▶ [Kaynak Metin]
★ ★ ★ ★ ★

Ne güzel demiş Sezai Karakoç;
“Baharı yaz uğruna tükettik, aşkı naz uğruna
Ve papatyaları seviyor sevmiyor uğruna…
Derken ömrü tükettik bir hiç uğruna.”
“Benim için tam bir dönüm noktasıdır”
Çocuk sahibi olduktan sonra gittikçe artan eşyalar ile pekişen, cinnete meyilli, düşük bütçeli acil asistanı olarak sürdürdüğüm hayatımın; furosemid gören akciğer ödemi gibi rahatlama hikayesidir birazdan anlatacaklarım. Benim için tam olarak bir dönüm noktasıdır minimalizm.
“Mutlu olmak için eşyalara ihtiyacımız YOK”
Minimalizm kelime olarak birçok şekilde açıklanıyor. Benim en sevdiğim haliyle, mutlu olmak için eşyalara ihtiyacımız olmadığını savunan bir düşünce şekli. Hatta fazla eşyanın bizi birçok konuda engellediğini ortaya koyar. Çünkü eşyalar sadece eşya değildir. Oldukları yerde durmazlar. Onlara bakım yapmak ve zaman ayırmamız gerekir. Kıyafetlerin temizlenmesi-ütülenmesi, elektronik aletlerin tamir edilmesi ve hepsinin belirli bir standartta saklanmaları lazımdır. Eşyaların düşünülmesi gerekir.
“Günlerimiz asla yeterince uzun değilse belki de bunun suçlusu eşyalarımızdır” der minimalizm. ‘Be more with less’ ve ‘Less is more’ gibi mottoların ana fikri budur. Ne kadar az eşyan olursa o kadar rahat ve esnek olursun. Daha önemli şeylere zaman ayırırsın. Daha önemli şeylerden kastım; bildiğimiz gerçekten yaşamak. Macera, deneyim, insan ilişkileri…
“Sahip olabileceğimiz eşyaların düşüncesidir bizi cezbeden”
Peki eşyaları neden isteriz? Bir eşyayı istemenin en masum açıklaması şudur: Sahip olabileceğimiz birçok şeyi düşünmek güzeldir. Böyle hayaller dopamini artırır. Bu arzuyu gerçekleştirdiğimiz zaman mutlu ve tatmin hissederiz ama sonra, yine başa döneriz ve başka bir şey alma arayışına gireriz. Bir de ‘moda’ var, ‘indirim’ var. Nedense bir şeyi mağazada çok beğendik diye evimize koymak zorunda olduğumuzu düşünürüz. Hiçbir şey, başkasında çok ‘tarz’ durduğu için bizim tarzımızın bir parçası olmak zorunda değildir. Ayrıca biliyorsunuz, “bunu şimdi indirimdeyken alayım kilo verince giyerim”cilerle, “dolapta dursun mutlaka lazım olur”cuların çarpışması sonucu; hep “bir dolap dolusu kıyafetim var ama giyecek bir şeyim yok”cular ürüyor. Kısır döngü devam ediyor.

★ ★ ★ ★ ★

▶ [Veri Bölümü]
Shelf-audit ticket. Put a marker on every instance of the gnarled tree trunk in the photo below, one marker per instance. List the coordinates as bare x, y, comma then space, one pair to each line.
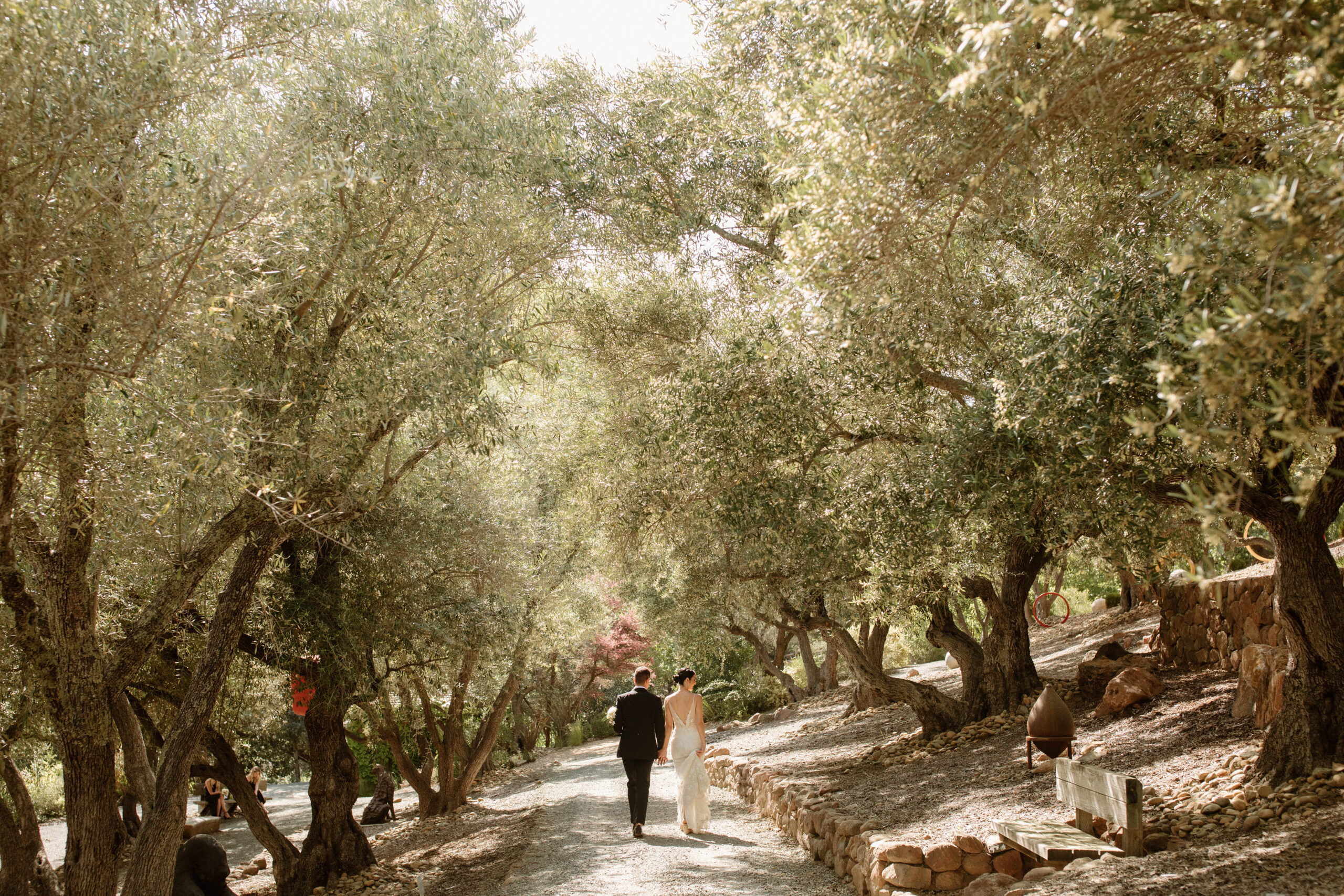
1308, 605
873, 641
766, 661
25, 870
335, 844
971, 657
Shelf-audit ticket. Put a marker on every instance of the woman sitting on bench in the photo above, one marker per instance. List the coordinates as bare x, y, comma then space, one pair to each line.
215, 800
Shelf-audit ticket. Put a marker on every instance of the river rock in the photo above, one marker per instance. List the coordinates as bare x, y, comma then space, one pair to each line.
902, 853
968, 844
1132, 686
942, 858
908, 876
1260, 683
990, 884
949, 880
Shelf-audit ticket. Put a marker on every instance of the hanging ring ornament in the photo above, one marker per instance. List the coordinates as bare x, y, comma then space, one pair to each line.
1035, 605
1249, 549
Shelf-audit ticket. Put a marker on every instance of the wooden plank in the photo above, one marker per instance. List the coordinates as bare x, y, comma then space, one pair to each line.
1100, 792
1117, 798
1135, 830
1053, 840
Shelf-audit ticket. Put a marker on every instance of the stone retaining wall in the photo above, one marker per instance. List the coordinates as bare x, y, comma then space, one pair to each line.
870, 860
1208, 625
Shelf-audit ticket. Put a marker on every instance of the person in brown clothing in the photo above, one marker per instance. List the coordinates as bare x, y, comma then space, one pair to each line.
380, 809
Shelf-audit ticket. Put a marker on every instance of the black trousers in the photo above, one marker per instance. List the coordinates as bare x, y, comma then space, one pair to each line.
637, 773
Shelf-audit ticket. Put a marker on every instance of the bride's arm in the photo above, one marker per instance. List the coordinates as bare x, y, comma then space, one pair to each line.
699, 723
667, 733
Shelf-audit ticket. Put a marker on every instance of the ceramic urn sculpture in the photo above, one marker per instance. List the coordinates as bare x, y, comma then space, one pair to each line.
1050, 726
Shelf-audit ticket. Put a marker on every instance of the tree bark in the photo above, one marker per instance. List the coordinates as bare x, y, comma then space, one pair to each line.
873, 641
810, 662
1009, 672
971, 657
160, 833
25, 870
335, 844
831, 668
1308, 605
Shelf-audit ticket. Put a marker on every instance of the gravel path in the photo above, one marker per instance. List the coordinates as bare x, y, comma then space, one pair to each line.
584, 844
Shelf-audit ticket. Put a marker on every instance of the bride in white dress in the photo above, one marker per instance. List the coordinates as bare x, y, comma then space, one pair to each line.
685, 743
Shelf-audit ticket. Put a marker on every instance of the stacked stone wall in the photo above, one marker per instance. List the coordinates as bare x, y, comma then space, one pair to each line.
872, 861
1210, 624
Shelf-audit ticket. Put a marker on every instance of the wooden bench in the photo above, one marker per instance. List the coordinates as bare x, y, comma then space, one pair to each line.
1089, 792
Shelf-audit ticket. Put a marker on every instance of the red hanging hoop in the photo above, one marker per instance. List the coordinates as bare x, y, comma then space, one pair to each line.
301, 692
1037, 604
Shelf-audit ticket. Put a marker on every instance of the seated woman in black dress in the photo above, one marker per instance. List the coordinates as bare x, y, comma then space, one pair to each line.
255, 779
215, 800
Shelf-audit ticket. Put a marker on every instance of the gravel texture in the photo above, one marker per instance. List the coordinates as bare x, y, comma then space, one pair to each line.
582, 842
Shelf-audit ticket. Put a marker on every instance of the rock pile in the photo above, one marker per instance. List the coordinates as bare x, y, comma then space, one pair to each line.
373, 880
872, 861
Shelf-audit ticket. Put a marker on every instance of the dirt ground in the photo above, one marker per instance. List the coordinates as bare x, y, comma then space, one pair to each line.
558, 825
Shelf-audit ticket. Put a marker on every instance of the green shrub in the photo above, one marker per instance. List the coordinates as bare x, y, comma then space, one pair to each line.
598, 726
46, 782
369, 755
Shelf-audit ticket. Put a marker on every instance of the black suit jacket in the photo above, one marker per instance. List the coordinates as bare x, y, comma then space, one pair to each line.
639, 721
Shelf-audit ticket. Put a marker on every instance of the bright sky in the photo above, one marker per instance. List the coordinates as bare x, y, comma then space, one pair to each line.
611, 33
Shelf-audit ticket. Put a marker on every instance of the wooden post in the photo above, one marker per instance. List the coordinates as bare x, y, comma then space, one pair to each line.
1135, 829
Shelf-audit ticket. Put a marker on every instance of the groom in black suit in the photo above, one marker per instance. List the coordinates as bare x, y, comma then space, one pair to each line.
639, 721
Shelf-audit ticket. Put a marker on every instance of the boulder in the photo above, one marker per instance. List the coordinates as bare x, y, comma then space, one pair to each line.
1095, 675
942, 858
1132, 686
978, 864
949, 880
908, 876
990, 884
201, 868
1110, 660
1260, 684
1110, 650
968, 844
902, 853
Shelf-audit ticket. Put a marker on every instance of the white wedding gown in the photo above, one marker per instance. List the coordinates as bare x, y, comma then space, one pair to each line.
692, 792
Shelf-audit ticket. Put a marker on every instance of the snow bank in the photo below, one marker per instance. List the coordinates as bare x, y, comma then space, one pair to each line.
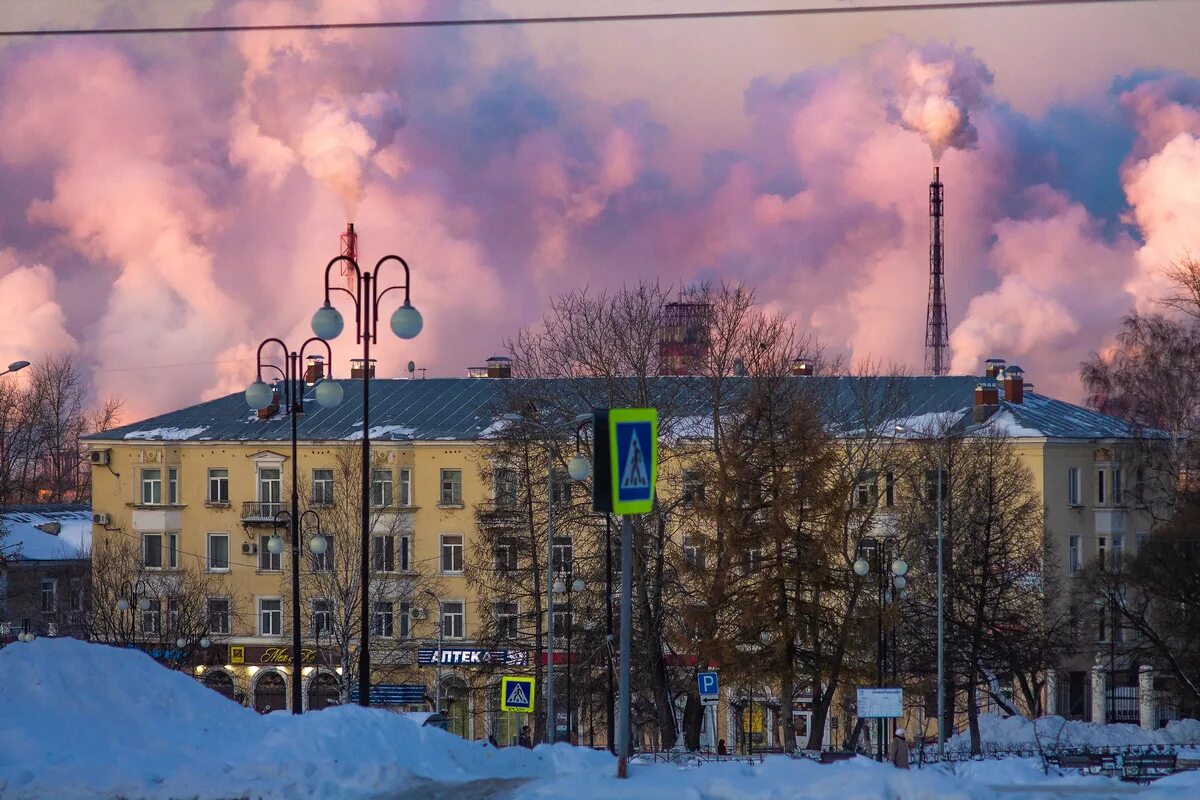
83, 720
1011, 733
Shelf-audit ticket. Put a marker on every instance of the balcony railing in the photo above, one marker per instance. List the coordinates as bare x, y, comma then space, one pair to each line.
261, 512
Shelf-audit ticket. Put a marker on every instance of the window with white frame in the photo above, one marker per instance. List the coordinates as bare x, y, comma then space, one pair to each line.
451, 553
507, 620
270, 617
451, 487
268, 561
219, 552
1075, 554
151, 551
406, 487
383, 553
151, 487
49, 595
322, 617
219, 486
217, 613
323, 487
382, 619
453, 619
382, 488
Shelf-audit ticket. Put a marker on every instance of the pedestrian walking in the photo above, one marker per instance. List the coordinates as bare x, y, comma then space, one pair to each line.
899, 756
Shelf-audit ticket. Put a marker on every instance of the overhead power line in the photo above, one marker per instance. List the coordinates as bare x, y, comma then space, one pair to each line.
495, 22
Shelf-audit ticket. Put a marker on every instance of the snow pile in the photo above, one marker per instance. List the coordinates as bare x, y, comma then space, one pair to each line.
1014, 733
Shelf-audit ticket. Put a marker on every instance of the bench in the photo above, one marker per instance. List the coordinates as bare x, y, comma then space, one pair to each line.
1144, 768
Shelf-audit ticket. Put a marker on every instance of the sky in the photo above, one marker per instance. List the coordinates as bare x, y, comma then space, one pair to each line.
172, 200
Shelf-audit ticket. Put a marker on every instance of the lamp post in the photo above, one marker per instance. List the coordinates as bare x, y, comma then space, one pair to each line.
569, 584
437, 685
327, 324
579, 469
259, 395
875, 552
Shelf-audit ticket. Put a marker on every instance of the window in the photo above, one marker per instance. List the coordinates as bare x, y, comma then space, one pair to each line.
453, 620
381, 488
151, 551
504, 481
507, 555
324, 563
382, 619
451, 552
217, 612
322, 617
49, 595
451, 487
219, 486
270, 617
151, 618
219, 552
323, 487
562, 555
562, 487
406, 487
383, 553
406, 620
507, 620
270, 489
151, 487
268, 561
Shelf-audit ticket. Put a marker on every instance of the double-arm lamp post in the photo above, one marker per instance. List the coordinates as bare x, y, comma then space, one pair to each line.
327, 324
259, 395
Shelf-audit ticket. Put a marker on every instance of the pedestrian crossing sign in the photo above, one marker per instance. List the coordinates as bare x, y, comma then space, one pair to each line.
516, 695
634, 458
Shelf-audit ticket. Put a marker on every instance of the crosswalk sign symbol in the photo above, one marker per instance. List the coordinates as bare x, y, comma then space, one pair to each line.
516, 695
634, 458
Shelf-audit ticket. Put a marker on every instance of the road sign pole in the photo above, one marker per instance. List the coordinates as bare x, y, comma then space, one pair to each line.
627, 608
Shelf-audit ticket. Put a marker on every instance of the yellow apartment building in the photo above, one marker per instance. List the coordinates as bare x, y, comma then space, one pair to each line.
198, 489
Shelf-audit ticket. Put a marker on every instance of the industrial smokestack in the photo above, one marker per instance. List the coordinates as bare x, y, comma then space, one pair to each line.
936, 335
351, 250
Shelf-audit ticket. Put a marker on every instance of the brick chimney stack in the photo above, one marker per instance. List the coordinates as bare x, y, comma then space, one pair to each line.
1013, 383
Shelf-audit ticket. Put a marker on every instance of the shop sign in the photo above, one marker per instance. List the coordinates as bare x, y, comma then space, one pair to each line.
472, 657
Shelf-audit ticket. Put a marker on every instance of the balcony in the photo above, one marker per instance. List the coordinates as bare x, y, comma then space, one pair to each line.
255, 512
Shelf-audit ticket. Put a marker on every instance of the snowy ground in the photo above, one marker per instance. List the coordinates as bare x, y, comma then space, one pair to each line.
90, 721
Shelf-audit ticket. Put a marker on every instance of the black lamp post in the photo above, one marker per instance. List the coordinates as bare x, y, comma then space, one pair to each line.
406, 323
873, 552
259, 395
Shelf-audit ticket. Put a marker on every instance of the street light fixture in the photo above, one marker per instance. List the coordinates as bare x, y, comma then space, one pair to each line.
259, 395
328, 324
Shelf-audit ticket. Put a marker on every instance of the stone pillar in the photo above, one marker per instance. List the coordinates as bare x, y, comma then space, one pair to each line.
1099, 713
1147, 710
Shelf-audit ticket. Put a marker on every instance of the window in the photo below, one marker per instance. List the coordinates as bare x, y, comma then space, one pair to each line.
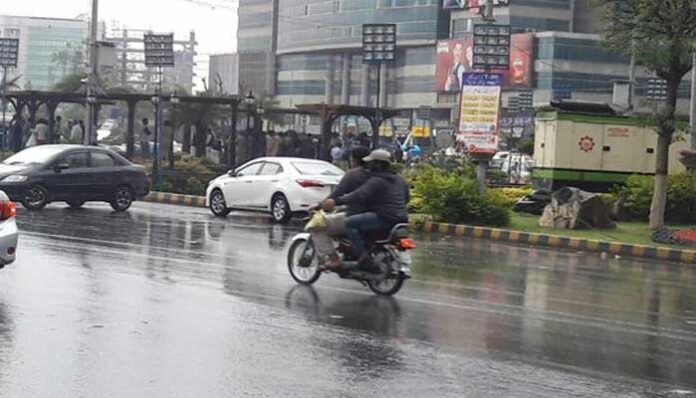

★ ★ ★ ★ ★

▶ [Yapılacaklar]
1. Minimalizm metnine göre aşağıdaki soruları yanıtlayın:
(a) Yazarın en sevdiği tanıma göre mutlu olmak için neye ihtiyacımız yoktur?
(b) Sahip olabileceğimiz şeyleri hayal etmek neyi artırır?
(c) Minimalizmin ana fikrini taşıyan hangi iki motto anılıyor?
2. Minimalizm metni, fazla eşyanın bizi birçok konuda engellemesinin sebebini nasıl açıklıyor? Bir ile üç cümle arasında yazın.
3. Minimalizm metnini son cümlesinden sonra aynı üslupla sürdürün.

▶ [Cevaplar]
1.
(a) Eşyalara.
(b) Dopamini.
(c) 'Be more with less' ve 'Less is more'.

2. Metne göre eşyalar sadece eşya değildir ve oldukları yerde durmazlar. Onlara bakım yapmak, zaman ayırmak gerekir. Kıyafetlerin temizlenip ütülenmesi, elektronik aletlerin tamir edilmesi, hepsinin belirli bir standartta saklanması ve eşyaların düşünülmesi gerekir.

3.
“Reklamlar algımızın zayıf noktalarını kullanarak bizi daha çok satın almaya iter”
Eşya satın alma isteğinin masum olmayan yüzü de algı yönetimini çok iyi kullanan reklamlardır. Sahip olduğumuz arabanın sosyal statü göstergesi olduğuna inanıp gösterilen kozmetik ürünü kullandığımızda o manken kadar güzel olacağımızı düşünürüz. Hatta daha kötüsü, o ürünü kullanmadan asla o kadar iyi/güzel/şık/mutlu olamayacağımıza karar veririz. Hep bir şeylere “ihtiyacımız olduğuna” inanırız. Bir filmde vardı şu sahne: “Kaleme ihtiyacı olmayan birisine bu kalemi nasıl satarsın? Ona bir kağıt verip bir şeyler yazmasını istersin. O zaman bir kaleme ihtiyacı olur.” Bu algı yönetiminin farkında olmak gereklidir.
“Neden sürekli bir şeyler alıyoruz?”
Bir ürünü alırken neden diye sormak önemlidir, cevabı daha da önemlidir. “Alıyorum çünkü yakıştı/güzel görünüyorum” ya da “E bu ürün hayatımı kolaylaştıracak” diyebilirsiniz -ki bunlar muhtemelen daha önceden bilinçaltınıza işlenmiş cümlelerdir- gerçekten bu açıklamalara ikna oluyor musunuz?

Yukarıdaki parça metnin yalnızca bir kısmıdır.